__PROMPT__
When a line in the material contains the word "stem", copy it.

__RECORD EXTRACTS__
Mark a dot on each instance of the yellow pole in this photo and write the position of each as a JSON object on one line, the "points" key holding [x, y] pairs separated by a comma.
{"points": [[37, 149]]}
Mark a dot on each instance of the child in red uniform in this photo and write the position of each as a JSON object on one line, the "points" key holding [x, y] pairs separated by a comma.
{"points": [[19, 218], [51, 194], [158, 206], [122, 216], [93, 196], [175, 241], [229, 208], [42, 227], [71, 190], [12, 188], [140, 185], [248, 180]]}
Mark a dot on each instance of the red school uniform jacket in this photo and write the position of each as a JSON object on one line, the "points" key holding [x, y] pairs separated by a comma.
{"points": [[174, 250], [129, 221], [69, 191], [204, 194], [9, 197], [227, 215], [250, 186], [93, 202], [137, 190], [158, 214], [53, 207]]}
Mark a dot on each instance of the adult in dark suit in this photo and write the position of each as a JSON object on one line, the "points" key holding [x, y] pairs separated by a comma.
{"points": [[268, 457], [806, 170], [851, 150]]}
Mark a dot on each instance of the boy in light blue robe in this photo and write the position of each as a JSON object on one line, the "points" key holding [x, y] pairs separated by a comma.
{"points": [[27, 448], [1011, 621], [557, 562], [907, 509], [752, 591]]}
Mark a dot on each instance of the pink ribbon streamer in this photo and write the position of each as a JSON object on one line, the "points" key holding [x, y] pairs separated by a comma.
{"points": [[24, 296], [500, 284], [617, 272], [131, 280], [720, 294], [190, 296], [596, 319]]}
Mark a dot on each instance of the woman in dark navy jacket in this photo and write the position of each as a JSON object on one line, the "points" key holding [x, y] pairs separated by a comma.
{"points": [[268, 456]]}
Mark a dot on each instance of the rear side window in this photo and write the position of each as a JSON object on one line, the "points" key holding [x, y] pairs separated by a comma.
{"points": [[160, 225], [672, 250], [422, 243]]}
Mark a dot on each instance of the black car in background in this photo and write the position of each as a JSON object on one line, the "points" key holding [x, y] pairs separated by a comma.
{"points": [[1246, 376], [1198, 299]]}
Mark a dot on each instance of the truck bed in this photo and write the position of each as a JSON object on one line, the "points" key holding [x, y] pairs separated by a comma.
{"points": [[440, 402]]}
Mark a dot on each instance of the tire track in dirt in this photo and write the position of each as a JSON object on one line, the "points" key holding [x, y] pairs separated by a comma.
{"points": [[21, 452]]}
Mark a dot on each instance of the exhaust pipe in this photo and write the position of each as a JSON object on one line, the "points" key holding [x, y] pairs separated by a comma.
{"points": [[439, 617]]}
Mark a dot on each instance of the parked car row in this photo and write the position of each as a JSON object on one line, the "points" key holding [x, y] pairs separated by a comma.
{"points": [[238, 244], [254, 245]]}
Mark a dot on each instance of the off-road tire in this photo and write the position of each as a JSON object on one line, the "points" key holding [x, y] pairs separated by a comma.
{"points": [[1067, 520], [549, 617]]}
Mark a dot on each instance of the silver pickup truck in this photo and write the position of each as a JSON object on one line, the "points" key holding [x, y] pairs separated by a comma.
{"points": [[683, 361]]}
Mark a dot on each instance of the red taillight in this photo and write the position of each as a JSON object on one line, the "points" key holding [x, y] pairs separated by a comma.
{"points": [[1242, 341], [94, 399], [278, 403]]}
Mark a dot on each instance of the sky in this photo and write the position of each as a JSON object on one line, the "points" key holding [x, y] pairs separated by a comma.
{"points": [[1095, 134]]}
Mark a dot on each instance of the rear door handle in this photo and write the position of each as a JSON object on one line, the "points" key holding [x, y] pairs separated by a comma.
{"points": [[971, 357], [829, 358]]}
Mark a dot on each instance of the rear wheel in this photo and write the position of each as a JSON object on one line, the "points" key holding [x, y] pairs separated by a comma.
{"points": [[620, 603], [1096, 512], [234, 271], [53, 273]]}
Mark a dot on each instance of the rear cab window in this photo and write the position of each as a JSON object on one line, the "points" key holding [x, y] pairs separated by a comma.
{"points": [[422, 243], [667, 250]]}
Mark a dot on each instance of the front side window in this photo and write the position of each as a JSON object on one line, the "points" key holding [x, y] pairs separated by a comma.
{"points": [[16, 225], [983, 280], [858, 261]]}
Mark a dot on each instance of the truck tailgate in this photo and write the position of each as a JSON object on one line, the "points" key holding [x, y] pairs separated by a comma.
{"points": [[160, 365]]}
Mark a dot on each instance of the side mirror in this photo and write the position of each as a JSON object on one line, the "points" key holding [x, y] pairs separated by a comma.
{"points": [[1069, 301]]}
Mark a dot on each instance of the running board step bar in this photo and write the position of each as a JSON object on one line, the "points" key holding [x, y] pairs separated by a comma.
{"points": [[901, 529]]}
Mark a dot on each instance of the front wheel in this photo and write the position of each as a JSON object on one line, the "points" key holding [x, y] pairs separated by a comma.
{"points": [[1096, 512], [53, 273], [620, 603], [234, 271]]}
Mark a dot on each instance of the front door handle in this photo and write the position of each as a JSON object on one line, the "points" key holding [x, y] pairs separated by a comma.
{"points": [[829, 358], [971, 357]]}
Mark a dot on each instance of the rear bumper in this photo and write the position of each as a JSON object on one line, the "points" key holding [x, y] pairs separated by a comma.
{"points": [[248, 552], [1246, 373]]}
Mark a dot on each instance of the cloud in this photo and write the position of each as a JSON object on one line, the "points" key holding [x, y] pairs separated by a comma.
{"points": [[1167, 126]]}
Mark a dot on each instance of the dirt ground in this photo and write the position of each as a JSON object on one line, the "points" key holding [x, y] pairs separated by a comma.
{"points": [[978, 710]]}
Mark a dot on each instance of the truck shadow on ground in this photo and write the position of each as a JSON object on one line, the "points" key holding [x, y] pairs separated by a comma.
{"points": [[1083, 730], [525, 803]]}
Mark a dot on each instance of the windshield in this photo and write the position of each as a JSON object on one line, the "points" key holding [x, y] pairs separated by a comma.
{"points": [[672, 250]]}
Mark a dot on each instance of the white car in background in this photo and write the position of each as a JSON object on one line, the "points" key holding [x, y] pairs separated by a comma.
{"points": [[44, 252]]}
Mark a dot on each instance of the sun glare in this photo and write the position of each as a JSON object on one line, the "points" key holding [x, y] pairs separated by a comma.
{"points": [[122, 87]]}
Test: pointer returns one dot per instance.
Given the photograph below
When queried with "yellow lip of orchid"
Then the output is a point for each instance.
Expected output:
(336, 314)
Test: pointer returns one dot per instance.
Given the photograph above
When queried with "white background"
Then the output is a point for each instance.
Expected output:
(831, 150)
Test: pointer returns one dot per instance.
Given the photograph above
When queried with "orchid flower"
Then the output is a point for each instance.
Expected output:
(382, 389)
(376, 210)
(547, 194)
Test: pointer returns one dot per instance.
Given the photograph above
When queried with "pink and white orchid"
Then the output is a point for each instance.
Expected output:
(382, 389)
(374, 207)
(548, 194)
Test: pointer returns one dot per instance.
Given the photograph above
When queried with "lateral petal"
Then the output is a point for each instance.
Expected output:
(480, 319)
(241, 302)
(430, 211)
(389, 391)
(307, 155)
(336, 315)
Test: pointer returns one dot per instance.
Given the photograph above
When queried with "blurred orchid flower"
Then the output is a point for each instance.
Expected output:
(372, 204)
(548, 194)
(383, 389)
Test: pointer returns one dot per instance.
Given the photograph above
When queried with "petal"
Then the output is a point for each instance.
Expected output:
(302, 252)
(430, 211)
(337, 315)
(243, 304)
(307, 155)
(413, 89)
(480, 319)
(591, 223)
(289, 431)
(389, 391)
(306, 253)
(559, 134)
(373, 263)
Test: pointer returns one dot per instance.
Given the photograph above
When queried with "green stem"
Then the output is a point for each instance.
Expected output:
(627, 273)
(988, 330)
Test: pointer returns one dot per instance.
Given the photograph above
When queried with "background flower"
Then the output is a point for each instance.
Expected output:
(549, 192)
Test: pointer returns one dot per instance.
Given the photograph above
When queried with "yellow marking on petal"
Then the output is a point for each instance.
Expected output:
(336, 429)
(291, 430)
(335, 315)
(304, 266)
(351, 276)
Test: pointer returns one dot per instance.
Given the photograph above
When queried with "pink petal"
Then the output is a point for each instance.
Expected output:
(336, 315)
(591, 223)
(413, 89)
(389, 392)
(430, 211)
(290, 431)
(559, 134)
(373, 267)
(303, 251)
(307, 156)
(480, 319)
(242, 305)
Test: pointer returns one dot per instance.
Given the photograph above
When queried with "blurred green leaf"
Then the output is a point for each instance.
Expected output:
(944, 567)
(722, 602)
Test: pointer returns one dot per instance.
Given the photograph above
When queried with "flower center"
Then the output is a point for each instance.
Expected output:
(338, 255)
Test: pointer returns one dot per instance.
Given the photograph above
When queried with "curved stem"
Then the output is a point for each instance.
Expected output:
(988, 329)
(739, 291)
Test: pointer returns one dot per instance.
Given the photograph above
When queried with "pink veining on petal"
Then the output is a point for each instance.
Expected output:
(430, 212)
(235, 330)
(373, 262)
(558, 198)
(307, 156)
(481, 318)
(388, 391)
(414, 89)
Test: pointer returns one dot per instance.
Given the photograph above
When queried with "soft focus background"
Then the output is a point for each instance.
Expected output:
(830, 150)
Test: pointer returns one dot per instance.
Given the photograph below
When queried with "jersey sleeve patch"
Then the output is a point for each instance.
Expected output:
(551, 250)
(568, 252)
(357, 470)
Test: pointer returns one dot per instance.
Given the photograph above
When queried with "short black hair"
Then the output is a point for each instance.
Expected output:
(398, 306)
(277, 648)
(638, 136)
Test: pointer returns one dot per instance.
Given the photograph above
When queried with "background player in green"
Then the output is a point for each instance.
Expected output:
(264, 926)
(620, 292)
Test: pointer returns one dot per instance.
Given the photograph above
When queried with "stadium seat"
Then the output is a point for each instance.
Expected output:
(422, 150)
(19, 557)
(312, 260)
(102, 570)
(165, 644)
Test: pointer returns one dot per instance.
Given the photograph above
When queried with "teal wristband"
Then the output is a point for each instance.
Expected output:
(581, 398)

__RESPONSE FOR THIS EXERCISE__
When queried with "green stem"
When queried with "curved stem"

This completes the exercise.